→ WRITTEN REQUEST:
With the pictures left out, copy the listing below exactly.

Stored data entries
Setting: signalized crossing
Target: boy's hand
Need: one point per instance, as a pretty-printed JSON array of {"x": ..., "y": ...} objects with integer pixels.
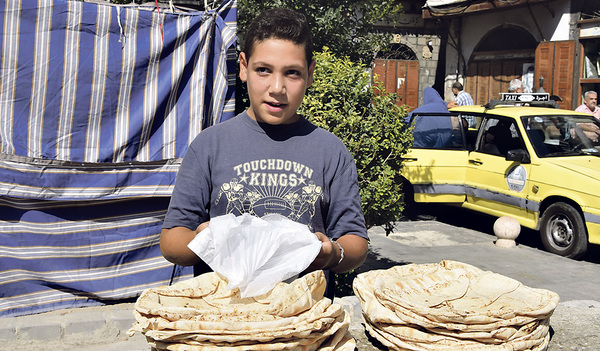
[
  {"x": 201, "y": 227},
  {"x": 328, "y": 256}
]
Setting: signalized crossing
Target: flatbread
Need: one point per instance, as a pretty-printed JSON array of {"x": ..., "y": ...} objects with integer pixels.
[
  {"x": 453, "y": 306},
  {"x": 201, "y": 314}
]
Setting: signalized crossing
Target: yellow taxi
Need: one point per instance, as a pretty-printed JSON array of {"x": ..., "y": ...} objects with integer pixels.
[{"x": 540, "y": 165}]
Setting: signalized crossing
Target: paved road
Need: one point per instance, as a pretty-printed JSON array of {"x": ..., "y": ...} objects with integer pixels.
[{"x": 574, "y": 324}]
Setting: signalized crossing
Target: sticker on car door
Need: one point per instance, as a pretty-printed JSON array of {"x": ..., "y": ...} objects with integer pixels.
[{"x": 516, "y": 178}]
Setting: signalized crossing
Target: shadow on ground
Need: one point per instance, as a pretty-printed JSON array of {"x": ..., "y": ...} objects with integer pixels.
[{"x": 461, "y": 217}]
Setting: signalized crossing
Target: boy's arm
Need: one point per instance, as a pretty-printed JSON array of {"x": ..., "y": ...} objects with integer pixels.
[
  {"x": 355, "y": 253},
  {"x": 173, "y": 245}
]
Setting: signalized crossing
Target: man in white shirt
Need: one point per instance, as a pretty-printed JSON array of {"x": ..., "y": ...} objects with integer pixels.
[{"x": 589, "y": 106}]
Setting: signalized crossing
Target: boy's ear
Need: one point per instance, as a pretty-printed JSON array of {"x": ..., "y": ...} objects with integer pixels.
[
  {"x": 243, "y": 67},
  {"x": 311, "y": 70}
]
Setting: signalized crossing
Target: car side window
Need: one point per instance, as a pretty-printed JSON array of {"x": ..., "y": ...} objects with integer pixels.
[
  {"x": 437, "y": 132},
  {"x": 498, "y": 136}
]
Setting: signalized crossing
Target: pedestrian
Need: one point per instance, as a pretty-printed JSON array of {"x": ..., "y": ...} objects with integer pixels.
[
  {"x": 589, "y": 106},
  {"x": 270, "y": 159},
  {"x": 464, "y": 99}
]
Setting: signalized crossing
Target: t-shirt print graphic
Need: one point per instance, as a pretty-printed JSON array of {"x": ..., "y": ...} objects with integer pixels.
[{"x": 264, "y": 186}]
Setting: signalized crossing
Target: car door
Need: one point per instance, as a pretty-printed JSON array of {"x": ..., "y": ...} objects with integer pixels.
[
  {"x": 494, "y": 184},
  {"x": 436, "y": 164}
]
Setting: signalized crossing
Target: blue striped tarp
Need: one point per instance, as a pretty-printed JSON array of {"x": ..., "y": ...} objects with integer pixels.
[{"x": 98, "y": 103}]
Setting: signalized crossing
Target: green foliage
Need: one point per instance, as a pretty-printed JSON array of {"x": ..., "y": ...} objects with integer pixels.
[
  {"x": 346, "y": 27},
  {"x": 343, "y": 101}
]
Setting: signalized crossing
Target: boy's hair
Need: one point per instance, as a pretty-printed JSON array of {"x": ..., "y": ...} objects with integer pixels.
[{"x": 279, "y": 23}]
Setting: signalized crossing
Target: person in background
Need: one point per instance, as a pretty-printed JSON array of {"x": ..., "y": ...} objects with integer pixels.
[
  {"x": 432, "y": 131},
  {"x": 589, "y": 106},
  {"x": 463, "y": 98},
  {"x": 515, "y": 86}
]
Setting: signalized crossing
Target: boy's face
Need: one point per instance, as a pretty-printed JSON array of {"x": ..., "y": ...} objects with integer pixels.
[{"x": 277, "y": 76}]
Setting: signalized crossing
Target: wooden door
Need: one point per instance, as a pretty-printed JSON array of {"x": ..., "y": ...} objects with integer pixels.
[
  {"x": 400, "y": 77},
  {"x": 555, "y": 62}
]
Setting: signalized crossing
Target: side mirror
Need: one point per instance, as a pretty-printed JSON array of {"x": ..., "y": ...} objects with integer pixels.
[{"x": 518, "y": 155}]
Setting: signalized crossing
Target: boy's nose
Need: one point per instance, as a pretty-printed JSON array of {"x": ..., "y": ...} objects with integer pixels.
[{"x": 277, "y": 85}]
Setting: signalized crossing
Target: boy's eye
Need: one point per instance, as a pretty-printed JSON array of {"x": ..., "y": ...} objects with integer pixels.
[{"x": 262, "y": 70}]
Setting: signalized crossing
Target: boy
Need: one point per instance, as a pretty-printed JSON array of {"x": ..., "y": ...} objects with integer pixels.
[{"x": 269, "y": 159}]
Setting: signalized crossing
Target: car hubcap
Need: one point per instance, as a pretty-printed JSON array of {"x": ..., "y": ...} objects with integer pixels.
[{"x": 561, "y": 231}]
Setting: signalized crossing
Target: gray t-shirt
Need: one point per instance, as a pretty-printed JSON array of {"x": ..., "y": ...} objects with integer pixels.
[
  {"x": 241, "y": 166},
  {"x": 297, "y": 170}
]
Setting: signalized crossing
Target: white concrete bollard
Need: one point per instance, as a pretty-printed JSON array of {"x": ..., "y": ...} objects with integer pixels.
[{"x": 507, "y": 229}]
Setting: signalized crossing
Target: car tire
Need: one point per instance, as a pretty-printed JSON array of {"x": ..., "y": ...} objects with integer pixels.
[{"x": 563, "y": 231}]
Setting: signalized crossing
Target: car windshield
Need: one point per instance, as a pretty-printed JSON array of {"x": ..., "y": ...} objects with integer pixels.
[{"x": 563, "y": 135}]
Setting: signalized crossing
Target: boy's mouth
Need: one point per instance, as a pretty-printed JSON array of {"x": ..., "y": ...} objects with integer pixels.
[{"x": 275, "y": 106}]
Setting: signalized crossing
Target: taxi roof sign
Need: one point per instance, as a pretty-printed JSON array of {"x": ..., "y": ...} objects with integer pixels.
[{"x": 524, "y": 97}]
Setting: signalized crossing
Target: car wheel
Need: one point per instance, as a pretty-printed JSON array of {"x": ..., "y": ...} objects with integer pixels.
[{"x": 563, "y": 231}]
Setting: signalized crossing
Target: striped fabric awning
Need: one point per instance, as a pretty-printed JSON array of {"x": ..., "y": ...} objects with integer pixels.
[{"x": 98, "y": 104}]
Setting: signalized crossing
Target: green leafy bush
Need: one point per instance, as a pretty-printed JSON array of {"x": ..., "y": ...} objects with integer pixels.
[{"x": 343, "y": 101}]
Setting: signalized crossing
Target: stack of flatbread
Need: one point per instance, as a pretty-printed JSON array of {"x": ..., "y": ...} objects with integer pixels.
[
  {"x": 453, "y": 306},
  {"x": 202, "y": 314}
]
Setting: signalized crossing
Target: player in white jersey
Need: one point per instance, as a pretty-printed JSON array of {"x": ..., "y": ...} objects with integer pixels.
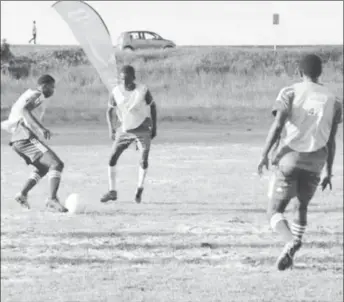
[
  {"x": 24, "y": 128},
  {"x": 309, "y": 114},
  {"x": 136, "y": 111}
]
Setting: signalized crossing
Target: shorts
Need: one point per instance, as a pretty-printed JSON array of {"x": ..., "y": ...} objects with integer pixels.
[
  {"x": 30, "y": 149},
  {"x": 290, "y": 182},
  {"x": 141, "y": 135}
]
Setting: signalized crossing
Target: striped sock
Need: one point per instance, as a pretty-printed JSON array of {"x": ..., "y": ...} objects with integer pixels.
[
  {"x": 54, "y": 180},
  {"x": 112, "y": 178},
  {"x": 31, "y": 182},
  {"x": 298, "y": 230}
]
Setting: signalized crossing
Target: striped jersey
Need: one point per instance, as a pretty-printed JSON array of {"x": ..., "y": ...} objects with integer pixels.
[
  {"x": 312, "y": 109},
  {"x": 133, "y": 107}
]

→ ANSWER TO THE TASK:
Setting: signalized crossing
Target: boy's hand
Need: one point per instance, as a pretty-printed JSON array of {"x": ..., "y": ...} objects with integer pixels.
[
  {"x": 201, "y": 227},
  {"x": 328, "y": 256}
]
Setting: signalized crossing
Target: flatbread
Need: one point per instance, as a pretty-printed JSON array of {"x": ..., "y": ...} objects with integer pixels.
[
  {"x": 453, "y": 306},
  {"x": 201, "y": 314}
]
Setting: signalized crossing
Target: yellow taxi
Need: one point per instance, as a pretty-printed JSON array of {"x": ..., "y": ...} objects with integer pixels.
[{"x": 540, "y": 165}]
Setting: signalized crossing
Target: paved road
Need: one point per instance, as a pretty-printed JSON array of {"x": ..., "y": ...} objects with integer pixels.
[{"x": 574, "y": 324}]
Setting: signalized crossing
Target: sticker on car door
Need: one point per instance, as a pretty-printed JSON array of {"x": ..., "y": ...} objects with integer pixels.
[{"x": 516, "y": 178}]
Setting: signalized crossing
Target: shadow on ground
Need: one point per instance, as a pretty-printed JSON array of {"x": ..., "y": ...} objects with integer pixels.
[{"x": 461, "y": 217}]
Setting: signalized crossing
Target: boy's arm
Need: one point per instance, as a pretty-printed JSON array of {"x": ..., "y": ...} objects with integer pixels.
[
  {"x": 355, "y": 253},
  {"x": 173, "y": 245}
]
Setting: signalized crossing
Target: man in white shirt
Need: one point per instance, as a pretty-printed JSON array of {"x": ..., "y": ...} objects with integer pixels.
[{"x": 589, "y": 106}]
Setting: signalized crossing
Target: boy's ear
Need: one point per instance, as a pretty-printed JSON array of {"x": ..., "y": ...} objects with integer pixels.
[
  {"x": 243, "y": 67},
  {"x": 311, "y": 70}
]
Setting: signalized crossing
Target: car side window
Need: one point per instance, as a pretty-printed JSON array of {"x": ..., "y": ...} objects with integer pixels.
[
  {"x": 437, "y": 132},
  {"x": 498, "y": 136}
]
Setting: signalized crossing
Target: pedestrian
Need: one point per instance, as a pretty-printed JSON array of {"x": ..., "y": ...} objects with integer pixels.
[
  {"x": 589, "y": 106},
  {"x": 270, "y": 159},
  {"x": 464, "y": 99}
]
Setting: signalized crossing
Target: t-shirt print graphic
Need: one point per instance, as a pretty-printed JSON array of {"x": ..., "y": ...} objects with integer pixels.
[{"x": 264, "y": 186}]
Setting: signalized crossing
Target: car door
Need: one point per instance, as a pretty-printed JSON array of {"x": ..., "y": ...} objects with integer pixels.
[
  {"x": 494, "y": 184},
  {"x": 436, "y": 164}
]
Setting: signalized crossing
Target: blue striped tarp
Need: one point per instance, as a pretty-printed JSON array of {"x": ..., "y": ...} objects with integer pixels.
[{"x": 98, "y": 103}]
Setting: signalized crossing
Target: green foliage
Need: one point per instance, as a pretty-printed JSON array of {"x": ..., "y": ...} objects with integer pixels.
[
  {"x": 346, "y": 27},
  {"x": 343, "y": 101}
]
Setting: signalized crossing
Target: boy's hair
Need: one point per instance, as a pretty-printed JSON array of {"x": ..., "y": ...} objects with integer pixels.
[{"x": 279, "y": 23}]
Setting: signalized crossing
Target: person in background
Need: one point per instance, as a pretty-printed JSON array of {"x": ..., "y": ...} objects with integer pixels.
[
  {"x": 432, "y": 131},
  {"x": 589, "y": 106},
  {"x": 463, "y": 98},
  {"x": 515, "y": 86}
]
Setting: signalized crossing
Target: boy's face
Need: one point per instance, as a pretty-printed JSON array of {"x": ..., "y": ...} objects with integer pixels.
[{"x": 277, "y": 76}]
Setting: signalized crossing
Target: wooden door
Need: one point per instance, as a pretty-printed JSON array of {"x": ..., "y": ...} objects with integer pixels.
[
  {"x": 400, "y": 77},
  {"x": 555, "y": 62}
]
Setting: signalized crossing
Target: side mirror
Need: one point per instance, as a pretty-printed JSON array of {"x": ..., "y": ...} objects with integer pixels.
[{"x": 518, "y": 155}]
Setting: signalized crossing
Target: boy's nose
Need: one point per instance, as a pretty-printed JSON array of {"x": ..., "y": ...} objects with integer pixels.
[{"x": 277, "y": 85}]
Setting: signalized crossing
Target: boy's eye
Need: one point per instance, as a pretty-printed JSON array of {"x": ..., "y": ...} objects with integer pixels.
[{"x": 262, "y": 70}]
Setting: signalized crossing
Target: boy
Need: one point per instance, as a pretty-printed JSON array of {"x": ..., "y": ...} objects with integer pixels.
[{"x": 269, "y": 159}]
Setting: signalized crossing
Target: car hubcap
Need: one point per instance, as a pretty-printed JSON array of {"x": ..., "y": ...} objects with integer pixels.
[{"x": 561, "y": 231}]
Setting: signalized crossing
Target: gray t-shirt
Need: one point per instance, as a pretty-printed JSON array of {"x": ..., "y": ...} objects with integer pixels.
[
  {"x": 241, "y": 166},
  {"x": 297, "y": 170}
]
Setting: signalized crossing
Target: white concrete bollard
Need: one point per instance, as a pretty-printed JSON array of {"x": ..., "y": ...} objects with integer pixels.
[{"x": 507, "y": 229}]
Setting: signalized crossing
Target: car tire
Need: one point per instance, as a pretty-printed JSON array of {"x": ..., "y": ...} objects with integer pixels.
[{"x": 563, "y": 231}]
Setting: signalized crossing
Target: car windshield
Need: one point per instance, as a pretty-printed JSON array of {"x": ..., "y": ...} objects with integer pixels.
[{"x": 563, "y": 135}]
Setting: signalized crossing
Target: boy's mouth
Need: one point per instance, as a pretty-printed JSON array of {"x": ..., "y": ...} objects with integer pixels.
[{"x": 275, "y": 106}]
Setting: signalized crossing
Target: taxi roof sign
Need: one point per instance, as a pretty-printed JSON array of {"x": ..., "y": ...} objects with integer pixels.
[{"x": 524, "y": 97}]
Setting: signalized crossing
Target: car wheel
Need: one point per instance, as a pretty-printed JSON array of {"x": ..., "y": ...} objects with integer pixels.
[{"x": 563, "y": 231}]
Setting: signalized crossing
Target: striped fabric awning
Need: one point per instance, as a pretty-printed JSON array of {"x": ..., "y": ...} objects with integer pixels.
[{"x": 98, "y": 104}]
Setting: signalized crossing
Target: green leafy bush
Need: one point per instance, as a pretty-printed JSON array of {"x": ..., "y": ...} objects with integer pixels.
[{"x": 343, "y": 101}]
Setting: signalized crossing
Target: stack of flatbread
Need: one point per instance, as a pretty-printed JSON array of {"x": ..., "y": ...} objects with integer pixels.
[
  {"x": 453, "y": 306},
  {"x": 202, "y": 314}
]
Setting: signalized crossing
Target: player in white jersey
Need: one point per instance, as a pretty-printed JSON array of {"x": ..., "y": ...} objects with integer pixels.
[
  {"x": 24, "y": 128},
  {"x": 309, "y": 114},
  {"x": 136, "y": 111}
]
Setting: signalized crossing
Target: shorts
Need: one point per instance, as a pretty-printed JSON array of {"x": ..., "y": ...} objects with integer pixels.
[
  {"x": 30, "y": 149},
  {"x": 290, "y": 182},
  {"x": 141, "y": 135}
]
Setting: signalized crossing
Target: striped sock
Need: one point per instance, as a pretty-printed JSON array of {"x": ..., "y": ...} objects with integer pixels.
[
  {"x": 54, "y": 180},
  {"x": 112, "y": 178},
  {"x": 31, "y": 182},
  {"x": 298, "y": 230}
]
Setting: signalized crossing
Target: striped jersey
Need: one point per instance, as a pretty-printed JSON array of {"x": ..., "y": ...} objects with integer pixels.
[
  {"x": 312, "y": 109},
  {"x": 133, "y": 107}
]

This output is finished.